Kutipan Teks:
::::
Koran Sulindo – Nilai tukar rupiah kembali melemah dan nyaris menembus Rp 14.900 per dolar. Tidak hanya rupiah, beberapa kurs mata uang di kawasan Asia melemah ketika berhadapan dengan dolar Amerika Serikat (AS) pada Selasa (18/9).
Renminbi Tiongkok, misalnya, melemah hingga 0,31 persen. Demikian pula dengan ringgit Malaysia minus 0,17 persen; dolar Singapura minus 0,13 persen; baht Thailand minus 0,13 persen; won Korea Selatan minus 0,11 persen.
Berbeda dengan peso Filipina yang berada di posisi stagnan. Sedangkan dolar Hong Kong menguat 0,13 persen dan yen Jepang menguat 0,03 persen. Sementara kurs mata uang negara maju seperti rubel Rusia melemah 0,18 persen; dolar Australia minus 0,15 persen; poundsterling Inggris minus 0,11 persen; dolar Kanada minus 0,08 persen; euro Eropa minus 0,05 persen; dan franc Swiss minus 0,01 persen.
::::
Data yang Ditampilkan:

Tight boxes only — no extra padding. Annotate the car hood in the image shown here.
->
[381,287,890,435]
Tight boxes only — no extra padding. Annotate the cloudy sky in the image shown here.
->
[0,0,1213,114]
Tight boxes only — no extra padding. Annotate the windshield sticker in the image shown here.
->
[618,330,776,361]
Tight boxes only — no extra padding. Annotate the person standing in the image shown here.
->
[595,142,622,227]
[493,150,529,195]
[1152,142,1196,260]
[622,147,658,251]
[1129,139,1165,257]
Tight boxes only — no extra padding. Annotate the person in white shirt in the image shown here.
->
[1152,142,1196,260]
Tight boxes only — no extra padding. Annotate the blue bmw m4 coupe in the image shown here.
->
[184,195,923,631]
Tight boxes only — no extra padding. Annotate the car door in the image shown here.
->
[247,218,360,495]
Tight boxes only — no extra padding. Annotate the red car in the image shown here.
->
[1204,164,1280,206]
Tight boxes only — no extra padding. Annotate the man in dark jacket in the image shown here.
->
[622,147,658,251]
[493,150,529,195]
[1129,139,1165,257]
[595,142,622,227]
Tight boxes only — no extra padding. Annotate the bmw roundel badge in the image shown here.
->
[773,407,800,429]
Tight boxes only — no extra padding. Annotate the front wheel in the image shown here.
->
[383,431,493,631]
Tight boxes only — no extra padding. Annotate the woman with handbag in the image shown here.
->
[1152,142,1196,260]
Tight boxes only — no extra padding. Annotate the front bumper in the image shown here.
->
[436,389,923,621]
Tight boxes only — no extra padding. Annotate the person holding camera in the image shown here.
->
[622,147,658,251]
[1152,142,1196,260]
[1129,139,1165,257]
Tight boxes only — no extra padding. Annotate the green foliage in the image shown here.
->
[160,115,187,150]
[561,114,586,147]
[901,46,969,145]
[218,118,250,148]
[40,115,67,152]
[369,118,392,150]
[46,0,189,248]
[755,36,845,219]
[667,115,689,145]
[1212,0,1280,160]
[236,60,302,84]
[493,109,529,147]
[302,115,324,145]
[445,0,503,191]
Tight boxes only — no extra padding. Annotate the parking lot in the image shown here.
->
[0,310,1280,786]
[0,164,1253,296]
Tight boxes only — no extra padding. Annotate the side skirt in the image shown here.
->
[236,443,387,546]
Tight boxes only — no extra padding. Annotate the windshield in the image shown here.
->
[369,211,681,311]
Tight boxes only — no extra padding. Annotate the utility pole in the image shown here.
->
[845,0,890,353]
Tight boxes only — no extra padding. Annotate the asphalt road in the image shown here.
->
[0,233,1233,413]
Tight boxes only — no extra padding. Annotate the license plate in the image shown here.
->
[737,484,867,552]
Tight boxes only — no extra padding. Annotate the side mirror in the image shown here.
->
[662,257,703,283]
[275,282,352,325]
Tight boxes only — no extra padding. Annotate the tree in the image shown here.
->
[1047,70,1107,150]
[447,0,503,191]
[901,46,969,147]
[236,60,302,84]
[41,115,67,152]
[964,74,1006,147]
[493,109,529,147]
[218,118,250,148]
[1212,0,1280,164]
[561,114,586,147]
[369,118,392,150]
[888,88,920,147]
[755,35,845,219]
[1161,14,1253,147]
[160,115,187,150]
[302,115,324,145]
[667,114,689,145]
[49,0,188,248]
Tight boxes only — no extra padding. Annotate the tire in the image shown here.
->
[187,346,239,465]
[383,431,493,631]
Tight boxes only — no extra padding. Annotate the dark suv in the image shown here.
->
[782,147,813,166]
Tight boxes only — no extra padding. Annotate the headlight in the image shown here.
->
::::
Jawab pertanyaan berikut berdasarkan teks tentang nilai tukar rupiah.
1. Rupiah nyaris menembus angka berapa per dolar?
2. Mata uang Asia mana yang melemah hingga 0,31 persen?
3. Berapa persen yen Jepang menguat?
Entri di atas tidak diperlukan untuk latihan ini.

1. Rp 14.900 per dolar.
2. Renminbi Tiongkok.
3. 0,03 persen.